EXERCISE INPUT START

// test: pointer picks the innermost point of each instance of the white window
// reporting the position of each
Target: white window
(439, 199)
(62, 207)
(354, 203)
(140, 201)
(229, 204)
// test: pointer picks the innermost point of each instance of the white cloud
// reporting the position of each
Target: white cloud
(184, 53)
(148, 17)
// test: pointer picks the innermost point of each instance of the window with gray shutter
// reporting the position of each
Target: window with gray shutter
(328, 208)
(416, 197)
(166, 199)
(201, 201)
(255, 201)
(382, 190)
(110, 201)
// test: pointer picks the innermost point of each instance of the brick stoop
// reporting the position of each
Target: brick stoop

EXERCISE INPUT END

● EXERCISE INSTRUCTIONS
Beginning at the line with "the white cloud", write out each line exactly as it stands until the listing ends, and add nothing.

● COMPLETED TASK
// test: pointer picks the innermost point of each instance of the white cloud
// reporting the position of each
Target: white cloud
(184, 53)
(148, 17)
// test: pointer picks the innermost point of each instance of the window with gray shutter
// reporting the position of each
Target: window with gray shutter
(328, 208)
(416, 197)
(166, 199)
(201, 201)
(255, 201)
(382, 190)
(110, 201)
// test: pointer picks the innermost point of each instance of the brick stoop
// reporting the position of each
Target: brick stoop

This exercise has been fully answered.